本文
-- -- --
アンドロイドの口調を真似するカーク。「それに答えるようにプログラムされていません。」
ノーマンは遂に動きを止めた。
戻るスポック。「連中は機能を停止しましたよ。」
カーク:「よし。」
マッド:「船長、今度という今度だけはあんたって人を見直したねえ。」
「ありがとう。」
「どうだいカーク、一つわしと手を組まないか。いい商売ができるぞ?」
「いい商売ができる? 君と私とで?」
「そうよ。」
「いやいや、もっといい考えがある。行こう。」

玉座の間のマッコイ。「スポック、君は面白くないだろうね?」 アンドロイドたちも並んでいる。
スポック:「面白くない、というのは私に縁のない地球人の感情です。私はそんなことありません。」
「我々は今度のことで君のような人の世界に入った。論理的、理性的、実用本位の世界だ。ところが図らずも非論理的な人間の方が勝った。そしてまた君はそのような人間の世界に戻ることになるわけだね?」
「私は別にそれを不満とは思っていません。非論理的な地球人の世界にこそ、我々論理的な人間が必要なのです。」
カーク:「やられたな?」
マッドの声が聞こえてきた。「そんなバカなことがあるもんか、わしだけのけ者にして。カーク、どうしてわしだけここに残れと言うのかね。」
カーク:「そうだ、このアンドロイドの惑星に島流しということになるね?」
スポック:「アンドロイドはまた動きだし、もっとたくさんのアンドロイドを造ることになるでしょう。その手伝いをなさい。」 離れる。
マッド:「…わしは何をするんだ、科学者にでもなれと言うのかね。」
カーク:「いやあ、見本になればいい。そうすればアンドロイドはお前のような人を、造るまいと努力するだろう。そういう見本になるだけでもこの先役に立つはずだ。」
「…いつまでだ。」
「まあそのような見本でなくなるまで、いるしかあるまいな?」
ため息をついたマッド。並んだ女性アンドロイド※52を目にする。「わしも…いろいろと、考え合わせてみるとここに住んでいるのもそう悪くはない。わしのできることは、まだまだほかにもたーんとありそうだ。それに本来なら死刑になる身体だが、そのわしがここで生きていられるんだ。しかし…その内きっと帰ってやるからな?」
カーク:「いいとも。ああ、もう一つ言っておくことがある。お前のことを世話してくれるように特別のアンドロイドを造ってやったよ? その女の人がいれば、お前は一層よく働くようになるぞ?」
「すまないな、船長。船長には何もかも心配ばかりかけて。」
「いやあ。」
ステラの声が聞こえた。「ちょいとあんた?」
マッド:「あ?」
ノーマンに案内され、ステラが歩いてきた。「いつまでこんなところで油を売っているつもりだい、また飲んでるじゃないのかい※53。そうだろ…」
-- -- --
提供資料
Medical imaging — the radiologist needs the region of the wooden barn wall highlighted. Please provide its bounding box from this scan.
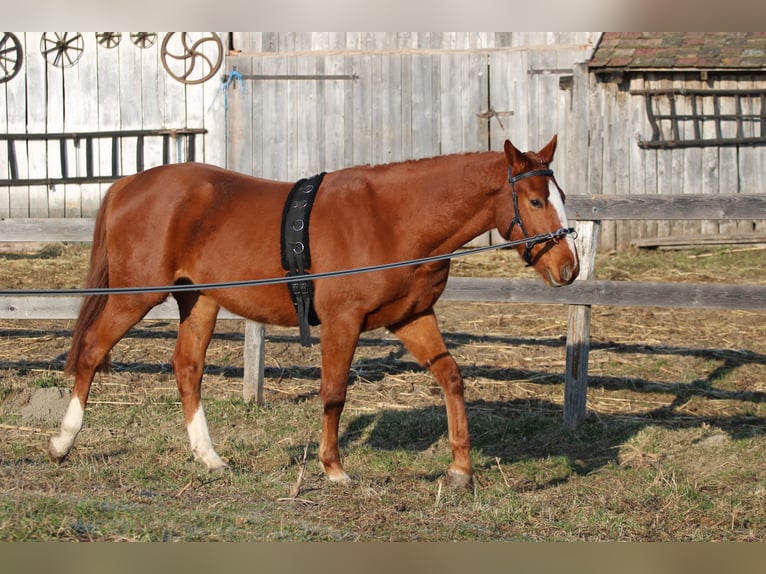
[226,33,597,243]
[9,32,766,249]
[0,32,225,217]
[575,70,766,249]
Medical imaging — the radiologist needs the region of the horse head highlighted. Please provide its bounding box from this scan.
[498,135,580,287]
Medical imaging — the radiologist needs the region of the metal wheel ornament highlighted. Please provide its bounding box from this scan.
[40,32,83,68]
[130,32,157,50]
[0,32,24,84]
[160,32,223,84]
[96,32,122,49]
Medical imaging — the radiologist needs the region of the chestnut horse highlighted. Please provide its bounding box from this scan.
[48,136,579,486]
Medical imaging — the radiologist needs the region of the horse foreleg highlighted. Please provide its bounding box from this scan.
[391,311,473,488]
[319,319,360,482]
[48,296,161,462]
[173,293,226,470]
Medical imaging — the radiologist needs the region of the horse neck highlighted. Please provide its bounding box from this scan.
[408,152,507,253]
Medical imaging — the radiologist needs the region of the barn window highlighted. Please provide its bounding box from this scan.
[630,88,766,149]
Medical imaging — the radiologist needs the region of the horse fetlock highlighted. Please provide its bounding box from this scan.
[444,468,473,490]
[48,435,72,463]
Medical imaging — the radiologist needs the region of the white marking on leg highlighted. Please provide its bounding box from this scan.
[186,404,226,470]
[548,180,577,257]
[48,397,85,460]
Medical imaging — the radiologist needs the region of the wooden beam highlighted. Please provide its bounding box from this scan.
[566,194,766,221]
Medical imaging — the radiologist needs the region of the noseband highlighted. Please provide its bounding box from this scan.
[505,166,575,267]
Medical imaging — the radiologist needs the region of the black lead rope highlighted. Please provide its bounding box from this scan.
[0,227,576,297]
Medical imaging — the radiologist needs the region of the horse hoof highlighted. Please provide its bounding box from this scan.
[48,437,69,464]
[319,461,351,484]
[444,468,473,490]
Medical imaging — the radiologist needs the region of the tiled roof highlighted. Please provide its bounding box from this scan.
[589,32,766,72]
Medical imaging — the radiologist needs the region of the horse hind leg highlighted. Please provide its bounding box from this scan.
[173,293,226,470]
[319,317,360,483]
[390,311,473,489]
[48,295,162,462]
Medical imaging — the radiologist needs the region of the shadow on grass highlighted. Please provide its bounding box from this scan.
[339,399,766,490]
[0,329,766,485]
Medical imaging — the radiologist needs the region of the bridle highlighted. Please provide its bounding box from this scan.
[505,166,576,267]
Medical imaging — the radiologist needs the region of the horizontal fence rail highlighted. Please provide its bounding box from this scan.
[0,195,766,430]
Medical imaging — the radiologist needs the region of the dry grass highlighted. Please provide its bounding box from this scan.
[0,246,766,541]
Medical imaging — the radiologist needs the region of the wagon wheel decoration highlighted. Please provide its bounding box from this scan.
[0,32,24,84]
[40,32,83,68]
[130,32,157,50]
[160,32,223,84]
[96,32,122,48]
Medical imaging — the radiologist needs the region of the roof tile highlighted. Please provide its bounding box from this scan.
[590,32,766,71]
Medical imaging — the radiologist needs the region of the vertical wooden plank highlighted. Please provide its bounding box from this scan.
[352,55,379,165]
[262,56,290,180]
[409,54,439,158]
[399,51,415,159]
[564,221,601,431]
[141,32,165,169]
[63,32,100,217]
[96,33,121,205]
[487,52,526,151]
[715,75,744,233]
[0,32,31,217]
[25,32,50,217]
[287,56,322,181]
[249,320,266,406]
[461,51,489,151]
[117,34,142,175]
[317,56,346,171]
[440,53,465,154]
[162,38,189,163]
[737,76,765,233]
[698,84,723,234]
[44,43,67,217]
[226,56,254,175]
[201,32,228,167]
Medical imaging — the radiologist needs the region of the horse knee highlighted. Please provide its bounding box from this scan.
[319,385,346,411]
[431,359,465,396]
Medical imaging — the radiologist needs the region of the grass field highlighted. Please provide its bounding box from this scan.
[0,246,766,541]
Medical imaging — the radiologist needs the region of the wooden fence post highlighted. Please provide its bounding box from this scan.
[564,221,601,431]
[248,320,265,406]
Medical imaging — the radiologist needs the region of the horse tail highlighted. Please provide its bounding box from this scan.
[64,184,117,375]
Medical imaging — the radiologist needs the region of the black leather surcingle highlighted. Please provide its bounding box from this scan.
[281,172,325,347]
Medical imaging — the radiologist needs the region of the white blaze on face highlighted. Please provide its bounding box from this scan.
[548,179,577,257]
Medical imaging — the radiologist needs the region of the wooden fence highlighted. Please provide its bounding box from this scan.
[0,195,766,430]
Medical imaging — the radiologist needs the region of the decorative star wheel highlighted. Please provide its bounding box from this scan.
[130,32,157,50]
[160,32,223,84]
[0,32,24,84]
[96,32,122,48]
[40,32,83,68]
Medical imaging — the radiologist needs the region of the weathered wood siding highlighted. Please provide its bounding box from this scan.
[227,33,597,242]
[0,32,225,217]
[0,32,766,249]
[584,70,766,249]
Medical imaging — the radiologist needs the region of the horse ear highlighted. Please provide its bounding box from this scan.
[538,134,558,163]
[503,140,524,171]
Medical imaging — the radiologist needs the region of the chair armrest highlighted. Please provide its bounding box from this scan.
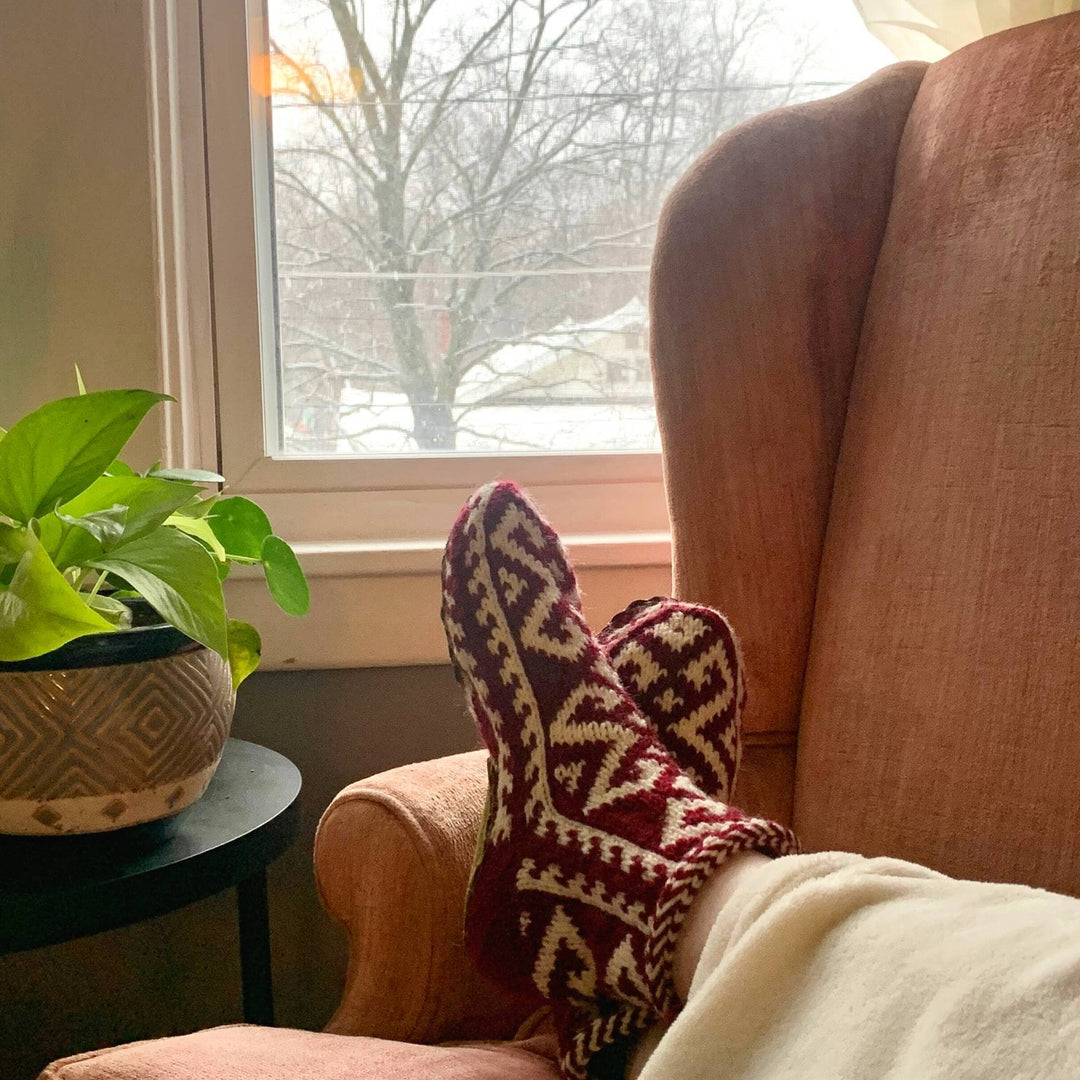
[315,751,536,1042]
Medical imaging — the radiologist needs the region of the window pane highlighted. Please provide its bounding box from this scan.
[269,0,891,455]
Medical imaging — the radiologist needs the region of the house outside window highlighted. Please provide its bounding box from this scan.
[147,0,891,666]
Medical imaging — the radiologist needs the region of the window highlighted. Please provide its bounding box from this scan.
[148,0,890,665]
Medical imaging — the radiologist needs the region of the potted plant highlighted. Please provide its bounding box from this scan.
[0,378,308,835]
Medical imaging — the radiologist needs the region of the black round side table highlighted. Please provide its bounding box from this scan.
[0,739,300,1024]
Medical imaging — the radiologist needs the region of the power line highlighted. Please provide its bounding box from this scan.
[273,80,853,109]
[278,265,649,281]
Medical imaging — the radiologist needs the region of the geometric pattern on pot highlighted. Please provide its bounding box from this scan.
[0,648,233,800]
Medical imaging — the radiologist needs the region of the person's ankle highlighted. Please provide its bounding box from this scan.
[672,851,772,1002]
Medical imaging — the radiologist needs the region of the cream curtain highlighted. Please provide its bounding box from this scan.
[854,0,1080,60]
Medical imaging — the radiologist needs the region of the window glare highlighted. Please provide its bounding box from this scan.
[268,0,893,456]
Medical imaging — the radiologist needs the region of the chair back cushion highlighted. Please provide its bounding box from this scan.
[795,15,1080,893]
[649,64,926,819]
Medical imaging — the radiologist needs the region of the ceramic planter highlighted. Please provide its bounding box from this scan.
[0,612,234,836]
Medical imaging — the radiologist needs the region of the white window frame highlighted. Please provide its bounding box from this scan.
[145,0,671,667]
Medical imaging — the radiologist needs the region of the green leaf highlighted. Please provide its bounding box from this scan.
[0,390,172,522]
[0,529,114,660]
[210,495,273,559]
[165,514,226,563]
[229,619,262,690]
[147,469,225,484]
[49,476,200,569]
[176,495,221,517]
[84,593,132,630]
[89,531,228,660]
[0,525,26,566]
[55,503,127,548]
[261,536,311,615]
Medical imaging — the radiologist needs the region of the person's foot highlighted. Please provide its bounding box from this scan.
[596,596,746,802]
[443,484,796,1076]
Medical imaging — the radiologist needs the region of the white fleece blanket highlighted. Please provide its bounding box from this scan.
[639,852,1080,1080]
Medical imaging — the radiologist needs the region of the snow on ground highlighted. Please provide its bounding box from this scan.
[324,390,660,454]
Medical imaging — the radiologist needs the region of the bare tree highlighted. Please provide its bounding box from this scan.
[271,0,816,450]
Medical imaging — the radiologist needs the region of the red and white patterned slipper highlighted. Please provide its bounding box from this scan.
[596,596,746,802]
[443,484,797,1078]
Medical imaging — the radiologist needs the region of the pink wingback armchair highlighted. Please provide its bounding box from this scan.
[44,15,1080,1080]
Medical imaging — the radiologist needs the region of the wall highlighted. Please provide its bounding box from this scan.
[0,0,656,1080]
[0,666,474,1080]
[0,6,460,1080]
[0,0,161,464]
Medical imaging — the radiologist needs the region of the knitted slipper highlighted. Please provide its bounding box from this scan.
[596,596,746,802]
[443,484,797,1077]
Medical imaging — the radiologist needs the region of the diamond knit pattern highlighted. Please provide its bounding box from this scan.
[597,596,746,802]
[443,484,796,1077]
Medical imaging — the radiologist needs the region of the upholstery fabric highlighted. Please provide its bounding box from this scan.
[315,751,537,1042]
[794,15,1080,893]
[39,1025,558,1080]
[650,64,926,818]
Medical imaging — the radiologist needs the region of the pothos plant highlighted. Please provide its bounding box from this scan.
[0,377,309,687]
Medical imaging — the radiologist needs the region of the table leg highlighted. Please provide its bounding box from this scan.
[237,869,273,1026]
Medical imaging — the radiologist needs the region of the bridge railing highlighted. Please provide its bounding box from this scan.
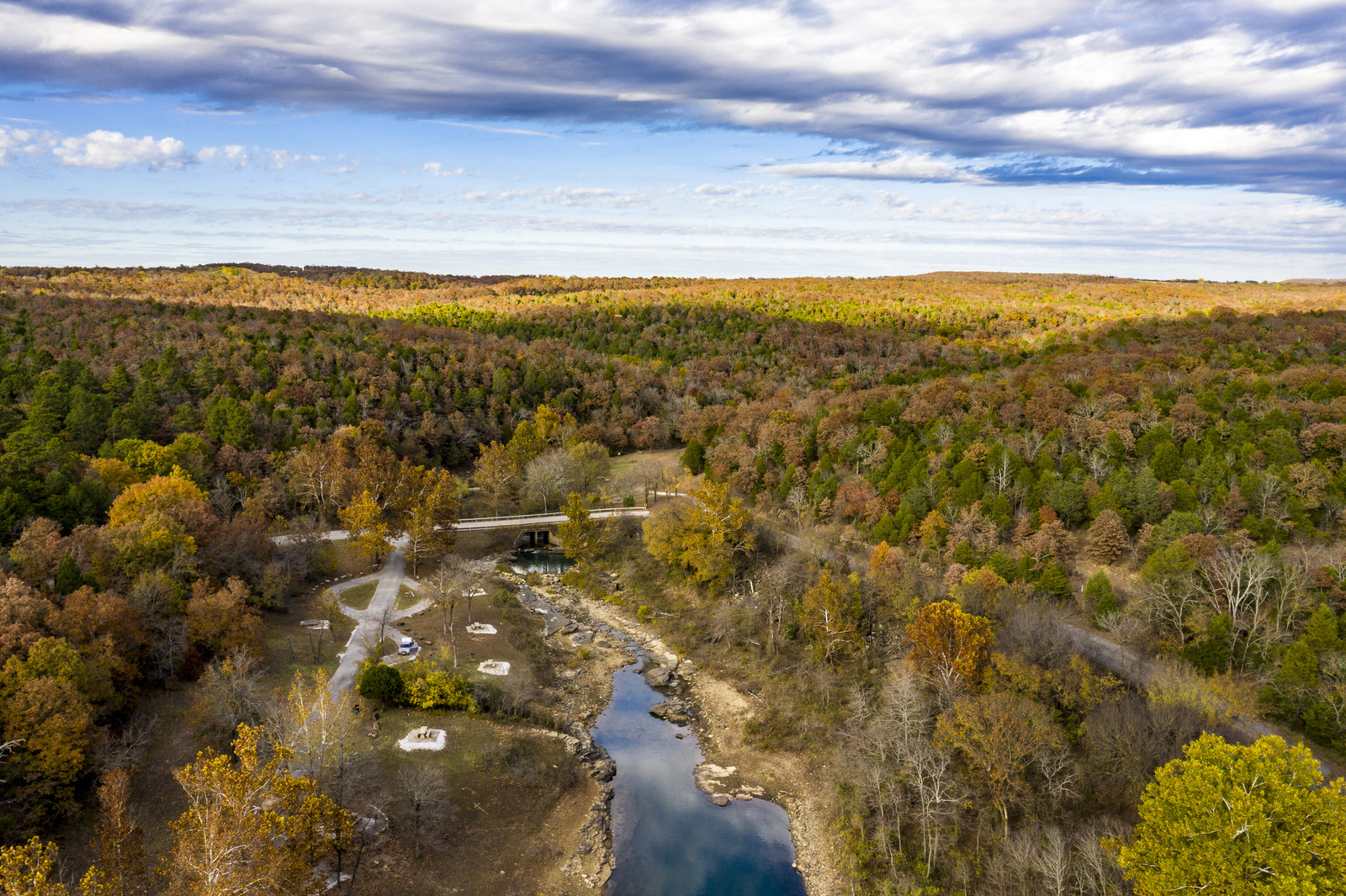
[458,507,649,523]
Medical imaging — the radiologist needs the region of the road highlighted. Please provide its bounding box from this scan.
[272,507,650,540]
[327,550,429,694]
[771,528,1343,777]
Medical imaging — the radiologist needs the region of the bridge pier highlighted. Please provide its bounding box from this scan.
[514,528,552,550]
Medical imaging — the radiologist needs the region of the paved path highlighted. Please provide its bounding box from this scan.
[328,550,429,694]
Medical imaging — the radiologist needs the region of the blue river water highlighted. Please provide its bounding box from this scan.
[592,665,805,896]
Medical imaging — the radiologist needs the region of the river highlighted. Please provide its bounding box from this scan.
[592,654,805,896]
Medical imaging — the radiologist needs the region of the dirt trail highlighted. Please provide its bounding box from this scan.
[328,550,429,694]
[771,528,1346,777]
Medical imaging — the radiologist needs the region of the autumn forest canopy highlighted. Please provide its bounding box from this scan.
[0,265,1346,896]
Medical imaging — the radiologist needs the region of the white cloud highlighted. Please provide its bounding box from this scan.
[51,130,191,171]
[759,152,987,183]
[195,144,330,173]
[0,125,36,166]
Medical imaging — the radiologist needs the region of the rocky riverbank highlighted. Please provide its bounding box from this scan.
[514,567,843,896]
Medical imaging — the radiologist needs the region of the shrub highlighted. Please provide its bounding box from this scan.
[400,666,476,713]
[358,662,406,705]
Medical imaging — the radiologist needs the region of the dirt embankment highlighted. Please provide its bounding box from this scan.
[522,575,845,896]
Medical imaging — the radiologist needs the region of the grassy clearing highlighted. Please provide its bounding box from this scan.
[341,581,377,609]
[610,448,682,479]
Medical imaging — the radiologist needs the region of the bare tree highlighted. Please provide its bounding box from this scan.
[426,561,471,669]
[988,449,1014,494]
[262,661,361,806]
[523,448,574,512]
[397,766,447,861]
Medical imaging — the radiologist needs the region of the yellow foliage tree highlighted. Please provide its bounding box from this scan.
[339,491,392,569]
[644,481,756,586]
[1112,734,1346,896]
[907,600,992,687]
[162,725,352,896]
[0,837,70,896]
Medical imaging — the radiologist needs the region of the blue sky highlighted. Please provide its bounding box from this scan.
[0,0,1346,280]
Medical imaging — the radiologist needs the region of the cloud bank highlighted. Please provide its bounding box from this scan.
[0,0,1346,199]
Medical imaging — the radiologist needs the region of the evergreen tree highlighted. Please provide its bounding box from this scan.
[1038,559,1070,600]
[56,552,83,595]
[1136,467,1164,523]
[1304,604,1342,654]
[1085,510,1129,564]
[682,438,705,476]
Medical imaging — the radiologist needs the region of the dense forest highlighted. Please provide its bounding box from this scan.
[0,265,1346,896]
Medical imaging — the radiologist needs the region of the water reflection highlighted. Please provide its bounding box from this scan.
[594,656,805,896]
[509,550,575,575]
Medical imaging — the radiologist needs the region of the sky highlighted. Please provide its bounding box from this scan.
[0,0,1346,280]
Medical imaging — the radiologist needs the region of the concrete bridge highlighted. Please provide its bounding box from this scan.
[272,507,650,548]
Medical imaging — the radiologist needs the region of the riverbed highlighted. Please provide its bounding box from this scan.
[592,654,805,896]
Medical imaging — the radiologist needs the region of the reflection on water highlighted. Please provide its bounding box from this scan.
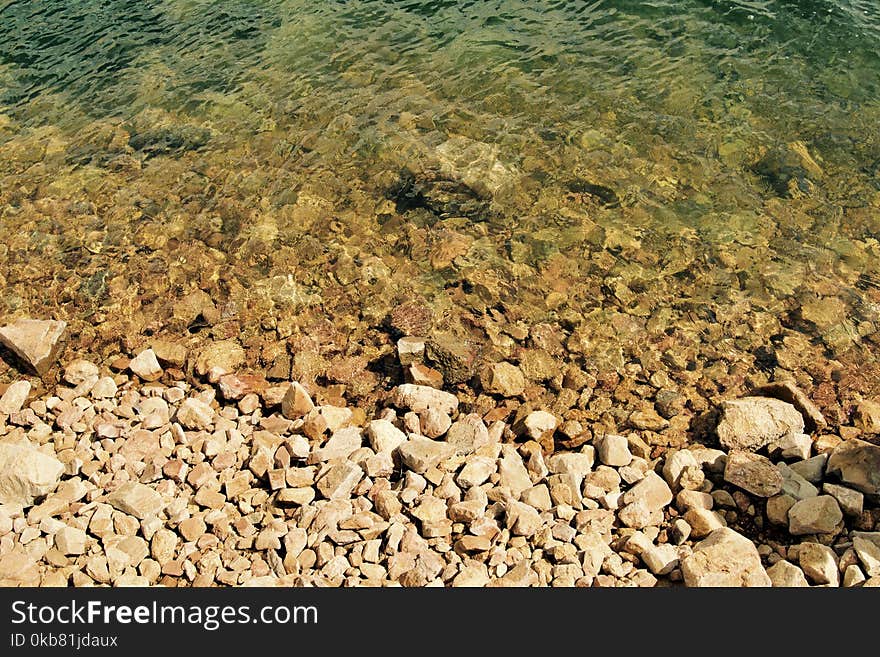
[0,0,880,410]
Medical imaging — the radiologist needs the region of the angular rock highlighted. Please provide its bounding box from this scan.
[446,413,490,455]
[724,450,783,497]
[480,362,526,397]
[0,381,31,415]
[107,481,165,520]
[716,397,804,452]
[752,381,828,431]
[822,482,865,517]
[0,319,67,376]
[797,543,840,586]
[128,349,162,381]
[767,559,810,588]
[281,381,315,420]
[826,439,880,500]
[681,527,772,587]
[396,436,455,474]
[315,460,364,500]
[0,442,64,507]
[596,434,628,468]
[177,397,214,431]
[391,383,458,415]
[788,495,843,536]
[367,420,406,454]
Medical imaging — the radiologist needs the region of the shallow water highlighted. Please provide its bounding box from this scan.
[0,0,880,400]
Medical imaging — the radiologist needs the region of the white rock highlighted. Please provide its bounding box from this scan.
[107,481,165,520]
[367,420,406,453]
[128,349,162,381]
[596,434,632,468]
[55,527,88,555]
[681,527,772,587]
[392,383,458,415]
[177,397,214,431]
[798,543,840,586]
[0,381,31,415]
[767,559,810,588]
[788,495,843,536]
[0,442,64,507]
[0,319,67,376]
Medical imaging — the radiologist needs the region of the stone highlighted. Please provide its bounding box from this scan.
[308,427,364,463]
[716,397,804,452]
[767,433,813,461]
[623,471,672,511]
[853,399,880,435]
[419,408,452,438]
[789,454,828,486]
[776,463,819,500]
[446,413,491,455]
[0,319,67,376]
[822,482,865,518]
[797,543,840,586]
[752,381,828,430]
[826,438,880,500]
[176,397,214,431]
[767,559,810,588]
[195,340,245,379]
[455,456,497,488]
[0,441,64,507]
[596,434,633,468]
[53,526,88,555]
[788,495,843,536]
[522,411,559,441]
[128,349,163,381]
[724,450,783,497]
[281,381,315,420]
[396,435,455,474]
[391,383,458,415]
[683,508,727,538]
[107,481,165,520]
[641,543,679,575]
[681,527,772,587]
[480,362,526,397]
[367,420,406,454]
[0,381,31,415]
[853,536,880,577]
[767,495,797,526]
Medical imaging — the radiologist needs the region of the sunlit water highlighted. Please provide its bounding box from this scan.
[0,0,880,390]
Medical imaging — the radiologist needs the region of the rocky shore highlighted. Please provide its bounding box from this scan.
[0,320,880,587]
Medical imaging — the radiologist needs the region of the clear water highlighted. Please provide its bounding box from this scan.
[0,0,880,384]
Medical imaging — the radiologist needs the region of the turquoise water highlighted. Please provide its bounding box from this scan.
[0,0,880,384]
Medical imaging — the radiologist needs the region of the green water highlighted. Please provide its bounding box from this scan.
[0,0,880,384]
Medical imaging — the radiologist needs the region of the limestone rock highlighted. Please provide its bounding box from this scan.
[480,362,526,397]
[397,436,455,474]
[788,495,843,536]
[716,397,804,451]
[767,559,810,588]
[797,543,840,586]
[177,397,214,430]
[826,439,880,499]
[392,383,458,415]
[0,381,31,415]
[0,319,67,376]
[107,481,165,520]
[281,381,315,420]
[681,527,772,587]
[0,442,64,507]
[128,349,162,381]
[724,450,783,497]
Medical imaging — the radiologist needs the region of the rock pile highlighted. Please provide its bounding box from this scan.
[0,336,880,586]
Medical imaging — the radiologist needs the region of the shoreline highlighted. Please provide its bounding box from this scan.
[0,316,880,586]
-- -- --
課題
本文に名前が出てくる登場人物を、初めて出てくる順にすべて挙げてください。 資料はここでは使いません。

解答
カーク、ノーマン、スポック、マッド、マッコイ、ステラ